Text provided —
____

The more interesting engineering result is not the absolute score. It is the evaluation shape underneath the score. Anthropic found that models often solved ordinary expert-solvable problems reliably, while wins on human-difficult problems were much more brittle. In Claude Mythos Preview’s own analysis, human-solvable problems tended to be either solved consistently or not at all. On human-difficult problems, correct answers were more often one-off successes across repeated attempts. That distinction matters because production scientific assistance needs repeatable procedures, not just occasional impressive trajectories.
BioMysteryBench is useful because it makes that reliability gap visible. A simple accuracy number would make the benchmark look like another capability leaderboard. Repeated attempts per problem expose whether a model has a stable method, is drawing on latent knowledge, or is sometimes stumbling into a useful analysis path. For research-engineering teams, that suggests a general eval pattern: score final outcomes, but also measure per-task consistency so brittle agent behavior is not mistaken for dependable skill.
The post also shows why tool-rich scientific agents are difficult to evaluate with purely human-authored rubrics. Anthropic observed that Claude sometimes used strategies different from human experts, including pattern recognition from broad biological knowledge and layered evidence from multiple methods. A method-based grader would risk marking those trajectories wrong because they do not match a human solution path. A conclusion-based grader can tolerate creative routes, but only if the benchmark author has created objective answers and validation notebooks to prove the signal is really present.

____

Record excerpts —
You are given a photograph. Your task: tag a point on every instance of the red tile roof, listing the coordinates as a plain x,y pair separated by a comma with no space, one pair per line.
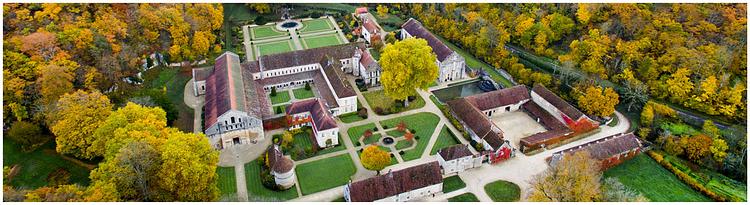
558,102
416,29
322,119
224,88
396,182
499,98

____

Task description — In the text about BioMysteryBench, what two things must the benchmark author have created for a conclusion-based grader to tolerate creative routes?

Solved problem — Objective answers and validation notebooks.